# REQUIREMENT
Your answer should be the lines from the start of the records through the line with "task: segment each instance of the sandy mound", copied word for word.

# PROVIDED MATERIAL
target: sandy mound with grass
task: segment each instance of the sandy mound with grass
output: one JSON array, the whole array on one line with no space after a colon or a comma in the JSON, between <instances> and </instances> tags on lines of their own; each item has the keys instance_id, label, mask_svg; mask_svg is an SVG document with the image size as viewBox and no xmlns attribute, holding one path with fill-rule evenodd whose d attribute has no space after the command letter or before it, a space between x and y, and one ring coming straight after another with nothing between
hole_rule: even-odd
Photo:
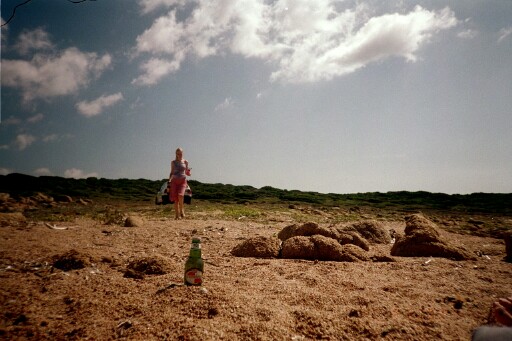
<instances>
[{"instance_id":1,"label":"sandy mound with grass","mask_svg":"<svg viewBox=\"0 0 512 341\"><path fill-rule=\"evenodd\" d=\"M281 241L273 237L249 238L233 248L236 257L277 258L281 251Z\"/></svg>"},{"instance_id":2,"label":"sandy mound with grass","mask_svg":"<svg viewBox=\"0 0 512 341\"><path fill-rule=\"evenodd\" d=\"M370 243L391 243L389 231L386 230L382 222L376 220L358 221L345 227L345 230L358 232Z\"/></svg>"},{"instance_id":3,"label":"sandy mound with grass","mask_svg":"<svg viewBox=\"0 0 512 341\"><path fill-rule=\"evenodd\" d=\"M391 255L402 257L443 257L454 260L474 260L476 257L461 246L441 238L436 224L422 214L405 218L405 236L399 237Z\"/></svg>"},{"instance_id":4,"label":"sandy mound with grass","mask_svg":"<svg viewBox=\"0 0 512 341\"><path fill-rule=\"evenodd\" d=\"M369 260L360 247L342 246L337 240L319 234L288 238L283 242L282 257L337 262Z\"/></svg>"}]
</instances>

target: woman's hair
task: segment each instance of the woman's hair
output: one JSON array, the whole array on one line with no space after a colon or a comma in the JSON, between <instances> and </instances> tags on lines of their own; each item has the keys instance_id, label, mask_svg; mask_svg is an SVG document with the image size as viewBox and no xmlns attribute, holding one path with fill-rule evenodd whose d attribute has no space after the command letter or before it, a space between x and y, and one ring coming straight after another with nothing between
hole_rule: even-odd
<instances>
[{"instance_id":1,"label":"woman's hair","mask_svg":"<svg viewBox=\"0 0 512 341\"><path fill-rule=\"evenodd\" d=\"M183 148L181 148L181 147L176 148L176 153L177 153L178 151L180 151L180 152L182 152L182 153L183 153Z\"/></svg>"}]
</instances>

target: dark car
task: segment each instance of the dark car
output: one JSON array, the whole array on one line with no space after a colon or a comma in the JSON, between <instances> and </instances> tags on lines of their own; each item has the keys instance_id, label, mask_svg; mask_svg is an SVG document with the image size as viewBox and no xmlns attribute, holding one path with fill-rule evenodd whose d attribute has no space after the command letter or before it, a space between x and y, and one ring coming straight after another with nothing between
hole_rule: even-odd
<instances>
[{"instance_id":1,"label":"dark car","mask_svg":"<svg viewBox=\"0 0 512 341\"><path fill-rule=\"evenodd\" d=\"M183 197L183 202L189 205L192 203L192 190L190 189L189 185L187 185L187 188L185 189L185 196ZM169 185L167 182L164 182L162 184L162 187L160 187L160 190L156 193L155 204L174 204L174 202L171 201L171 199L169 198Z\"/></svg>"}]
</instances>

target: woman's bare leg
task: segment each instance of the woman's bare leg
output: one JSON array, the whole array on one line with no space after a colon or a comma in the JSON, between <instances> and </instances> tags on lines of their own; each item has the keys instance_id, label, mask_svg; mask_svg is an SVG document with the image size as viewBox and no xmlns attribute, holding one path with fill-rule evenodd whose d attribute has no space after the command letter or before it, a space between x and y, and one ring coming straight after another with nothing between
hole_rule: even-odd
<instances>
[{"instance_id":1,"label":"woman's bare leg","mask_svg":"<svg viewBox=\"0 0 512 341\"><path fill-rule=\"evenodd\" d=\"M180 219L179 200L174 201L174 219Z\"/></svg>"},{"instance_id":2,"label":"woman's bare leg","mask_svg":"<svg viewBox=\"0 0 512 341\"><path fill-rule=\"evenodd\" d=\"M180 195L180 196L178 197L178 201L179 201L179 203L180 203L180 217L181 217L181 218L185 218L185 208L184 208L184 206L183 206L183 201L184 201L183 199L184 199L184 196L183 196L183 195Z\"/></svg>"}]
</instances>

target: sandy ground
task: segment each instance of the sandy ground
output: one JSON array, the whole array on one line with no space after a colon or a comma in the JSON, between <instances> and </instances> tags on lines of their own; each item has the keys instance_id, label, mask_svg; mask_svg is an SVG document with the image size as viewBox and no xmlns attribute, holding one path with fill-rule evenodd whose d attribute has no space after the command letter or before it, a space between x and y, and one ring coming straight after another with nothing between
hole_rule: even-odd
<instances>
[{"instance_id":1,"label":"sandy ground","mask_svg":"<svg viewBox=\"0 0 512 341\"><path fill-rule=\"evenodd\" d=\"M512 295L501 239L439 229L475 261L238 258L236 245L275 236L294 216L234 219L196 208L175 221L155 210L164 209L138 210L139 227L85 216L50 224L65 230L45 221L0 227L0 339L469 340L492 302ZM405 227L399 216L384 223ZM207 261L202 287L182 285L192 236ZM389 255L391 246L369 253ZM71 250L84 267L57 269ZM163 274L127 276L144 260Z\"/></svg>"}]
</instances>

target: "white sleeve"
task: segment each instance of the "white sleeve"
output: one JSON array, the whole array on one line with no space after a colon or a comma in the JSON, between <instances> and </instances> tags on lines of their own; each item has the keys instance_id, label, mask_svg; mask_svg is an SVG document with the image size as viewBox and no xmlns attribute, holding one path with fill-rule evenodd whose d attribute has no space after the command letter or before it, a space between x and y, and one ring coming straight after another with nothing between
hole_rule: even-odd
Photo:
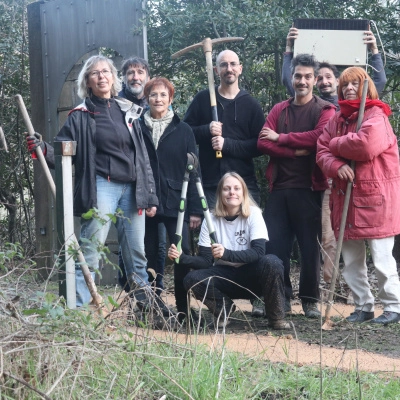
<instances>
[{"instance_id":1,"label":"white sleeve","mask_svg":"<svg viewBox=\"0 0 400 400\"><path fill-rule=\"evenodd\" d=\"M211 239L208 233L208 226L205 218L203 219L203 223L201 224L199 246L211 247Z\"/></svg>"},{"instance_id":2,"label":"white sleeve","mask_svg":"<svg viewBox=\"0 0 400 400\"><path fill-rule=\"evenodd\" d=\"M256 239L269 240L267 226L265 225L261 210L258 207L251 207L249 225L250 241Z\"/></svg>"}]
</instances>

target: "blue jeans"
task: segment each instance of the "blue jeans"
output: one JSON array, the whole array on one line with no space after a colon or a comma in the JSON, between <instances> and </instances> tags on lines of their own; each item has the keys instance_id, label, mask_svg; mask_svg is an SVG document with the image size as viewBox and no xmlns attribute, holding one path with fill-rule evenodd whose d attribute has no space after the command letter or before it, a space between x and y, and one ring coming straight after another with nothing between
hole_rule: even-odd
<instances>
[{"instance_id":1,"label":"blue jeans","mask_svg":"<svg viewBox=\"0 0 400 400\"><path fill-rule=\"evenodd\" d=\"M165 257L167 254L167 238L166 238L166 229L165 226L162 222L158 224L158 253L157 253L157 268L155 269L157 273L157 278L156 278L156 288L157 288L157 294L161 294L162 290L164 290L164 283L163 283L163 277L164 277L164 264L165 264ZM118 250L118 265L119 265L119 270L118 270L118 283L122 287L122 289L125 290L126 293L129 293L131 291L131 288L128 284L128 281L126 279L126 273L125 273L125 266L124 266L124 260L122 259L122 252L121 248ZM153 267L151 267L153 268ZM149 281L153 281L153 277L149 275Z\"/></svg>"},{"instance_id":2,"label":"blue jeans","mask_svg":"<svg viewBox=\"0 0 400 400\"><path fill-rule=\"evenodd\" d=\"M113 215L120 209L123 214L117 217L115 226L128 282L131 288L148 285L144 250L145 212L139 215L140 210L136 207L136 184L109 182L96 176L96 185L99 218L81 219L80 245L89 268L92 271L99 269L101 247L111 227L108 214ZM76 269L80 270L79 265ZM79 288L83 289L82 285ZM77 306L81 306L82 299L87 298L88 289L84 289L86 293L78 293L77 285Z\"/></svg>"}]
</instances>

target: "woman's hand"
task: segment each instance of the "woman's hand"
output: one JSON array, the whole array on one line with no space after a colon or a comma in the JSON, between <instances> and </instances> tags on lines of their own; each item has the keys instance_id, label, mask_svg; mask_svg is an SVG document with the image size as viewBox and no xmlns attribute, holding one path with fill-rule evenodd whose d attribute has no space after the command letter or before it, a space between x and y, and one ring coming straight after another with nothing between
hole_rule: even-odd
<instances>
[{"instance_id":1,"label":"woman's hand","mask_svg":"<svg viewBox=\"0 0 400 400\"><path fill-rule=\"evenodd\" d=\"M349 165L344 164L338 169L337 176L339 179L348 180L350 182L353 182L354 171L351 169L351 167Z\"/></svg>"},{"instance_id":2,"label":"woman's hand","mask_svg":"<svg viewBox=\"0 0 400 400\"><path fill-rule=\"evenodd\" d=\"M214 243L211 245L211 252L214 258L222 258L225 252L225 247L222 244Z\"/></svg>"},{"instance_id":3,"label":"woman's hand","mask_svg":"<svg viewBox=\"0 0 400 400\"><path fill-rule=\"evenodd\" d=\"M189 222L190 229L196 229L200 226L200 224L201 224L201 217L199 215L190 216L190 222Z\"/></svg>"},{"instance_id":4,"label":"woman's hand","mask_svg":"<svg viewBox=\"0 0 400 400\"><path fill-rule=\"evenodd\" d=\"M157 207L153 206L153 207L149 207L146 208L146 216L147 217L154 217L156 215L157 212Z\"/></svg>"},{"instance_id":5,"label":"woman's hand","mask_svg":"<svg viewBox=\"0 0 400 400\"><path fill-rule=\"evenodd\" d=\"M168 258L172 261L175 261L179 258L182 254L182 250L179 252L178 249L174 244L171 244L170 248L168 249Z\"/></svg>"},{"instance_id":6,"label":"woman's hand","mask_svg":"<svg viewBox=\"0 0 400 400\"><path fill-rule=\"evenodd\" d=\"M364 43L368 46L372 54L378 54L378 46L376 44L376 37L371 31L364 32Z\"/></svg>"}]
</instances>

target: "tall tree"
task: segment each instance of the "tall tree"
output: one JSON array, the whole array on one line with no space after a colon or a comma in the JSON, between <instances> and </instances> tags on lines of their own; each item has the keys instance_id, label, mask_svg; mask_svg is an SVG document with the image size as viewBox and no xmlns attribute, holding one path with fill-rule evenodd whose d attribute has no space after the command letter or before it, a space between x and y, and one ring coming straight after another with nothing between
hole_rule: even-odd
<instances>
[{"instance_id":1,"label":"tall tree","mask_svg":"<svg viewBox=\"0 0 400 400\"><path fill-rule=\"evenodd\" d=\"M20 242L33 249L32 170L14 95L29 105L26 1L0 1L0 124L9 153L0 150L0 245Z\"/></svg>"},{"instance_id":2,"label":"tall tree","mask_svg":"<svg viewBox=\"0 0 400 400\"><path fill-rule=\"evenodd\" d=\"M257 97L267 112L286 94L281 84L282 53L294 18L373 18L386 52L400 53L400 5L379 0L149 0L149 61L153 74L173 80L177 88L176 106L184 112L192 96L207 85L205 59L201 50L172 61L172 53L206 37L244 37L229 47L243 63L242 87ZM376 32L376 31L375 31ZM218 53L224 48L215 48ZM387 58L389 82L387 99L397 101L399 60ZM397 107L397 105L395 105Z\"/></svg>"},{"instance_id":3,"label":"tall tree","mask_svg":"<svg viewBox=\"0 0 400 400\"><path fill-rule=\"evenodd\" d=\"M214 57L224 48L239 54L243 64L241 87L256 97L267 113L287 97L281 81L282 59L286 35L295 18L373 17L385 51L400 54L399 15L398 2L383 6L380 0L149 0L149 62L153 75L164 75L173 81L174 108L183 115L193 96L207 87L205 57L200 49L176 60L171 60L171 54L206 37L243 37L243 42L217 46ZM387 57L389 82L385 100L391 102L395 126L400 120L398 64L399 59ZM262 204L267 196L263 178L266 162L265 156L256 160Z\"/></svg>"}]
</instances>

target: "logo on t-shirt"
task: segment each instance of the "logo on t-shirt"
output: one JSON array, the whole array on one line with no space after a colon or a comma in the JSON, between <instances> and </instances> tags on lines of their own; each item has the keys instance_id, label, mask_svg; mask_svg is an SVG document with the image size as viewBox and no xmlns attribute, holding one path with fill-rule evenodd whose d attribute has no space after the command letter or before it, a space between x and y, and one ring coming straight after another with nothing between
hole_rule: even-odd
<instances>
[{"instance_id":1,"label":"logo on t-shirt","mask_svg":"<svg viewBox=\"0 0 400 400\"><path fill-rule=\"evenodd\" d=\"M240 230L239 232L235 232L235 236L236 236L236 243L240 244L241 246L245 246L247 244L247 240L245 237L243 237L243 235L246 233L246 231Z\"/></svg>"}]
</instances>

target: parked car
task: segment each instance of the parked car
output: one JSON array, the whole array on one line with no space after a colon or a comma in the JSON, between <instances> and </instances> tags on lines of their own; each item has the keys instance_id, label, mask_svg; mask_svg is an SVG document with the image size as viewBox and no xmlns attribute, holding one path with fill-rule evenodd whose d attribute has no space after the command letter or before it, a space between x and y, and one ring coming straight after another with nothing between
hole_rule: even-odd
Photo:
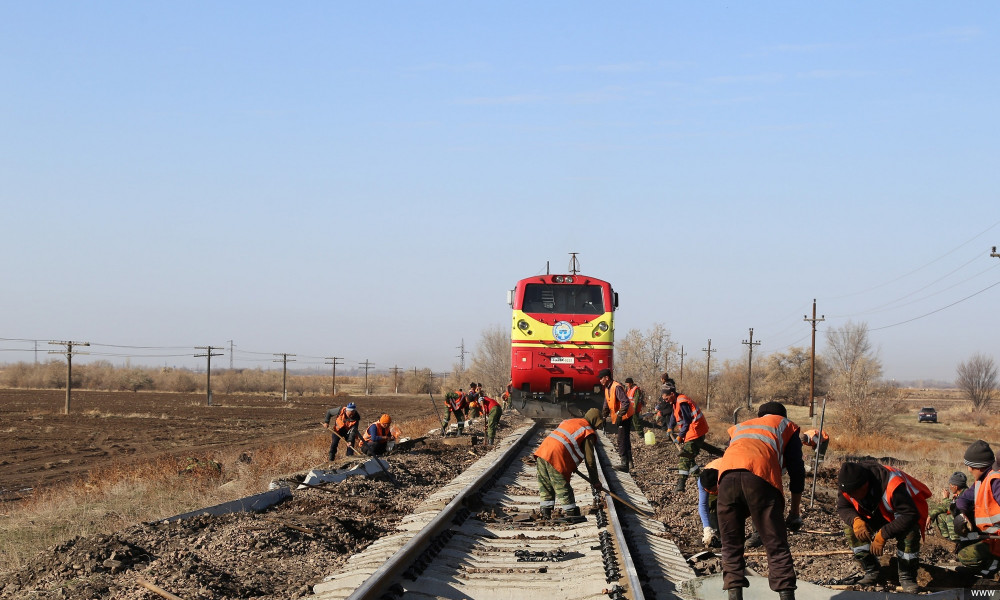
<instances>
[{"instance_id":1,"label":"parked car","mask_svg":"<svg viewBox=\"0 0 1000 600\"><path fill-rule=\"evenodd\" d=\"M933 406L925 406L917 413L917 423L937 423L937 411Z\"/></svg>"}]
</instances>

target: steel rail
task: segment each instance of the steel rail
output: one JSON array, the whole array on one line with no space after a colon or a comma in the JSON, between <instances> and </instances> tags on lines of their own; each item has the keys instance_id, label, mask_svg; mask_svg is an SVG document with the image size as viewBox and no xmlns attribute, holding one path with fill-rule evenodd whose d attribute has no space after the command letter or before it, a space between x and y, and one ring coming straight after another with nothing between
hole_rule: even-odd
<instances>
[{"instance_id":1,"label":"steel rail","mask_svg":"<svg viewBox=\"0 0 1000 600\"><path fill-rule=\"evenodd\" d=\"M607 460L607 454L604 449L601 448L600 452L604 459ZM611 487L608 485L607 478L604 477L604 465L601 464L603 461L597 461L597 477L604 486L604 489L610 490ZM639 581L639 572L635 568L635 561L632 560L632 553L628 548L628 541L625 539L625 530L622 528L621 520L618 518L618 511L613 510L614 506L612 503L616 500L611 496L608 496L605 502L608 505L608 524L610 528L614 531L615 543L618 545L618 551L622 555L622 560L625 562L624 569L625 574L628 577L628 592L633 600L645 600L645 594L642 591L642 583Z\"/></svg>"},{"instance_id":2,"label":"steel rail","mask_svg":"<svg viewBox=\"0 0 1000 600\"><path fill-rule=\"evenodd\" d=\"M497 460L488 469L441 509L441 512L426 527L414 535L389 560L376 569L364 583L358 586L347 597L347 600L375 600L381 598L396 585L403 578L403 573L431 546L434 539L452 527L460 511L464 508L466 500L478 493L480 488L490 483L498 472L507 467L507 464L517 456L521 446L534 434L537 428L537 423L529 427L515 443L497 457Z\"/></svg>"}]
</instances>

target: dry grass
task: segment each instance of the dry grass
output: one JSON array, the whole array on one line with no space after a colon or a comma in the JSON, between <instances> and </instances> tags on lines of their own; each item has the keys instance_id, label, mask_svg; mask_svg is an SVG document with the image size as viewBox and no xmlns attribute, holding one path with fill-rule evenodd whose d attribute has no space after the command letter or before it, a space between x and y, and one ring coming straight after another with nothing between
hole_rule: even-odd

# RESULT FOR THIS TASK
target: sandy mound with grass
task: segment each instance of the sandy mound with grass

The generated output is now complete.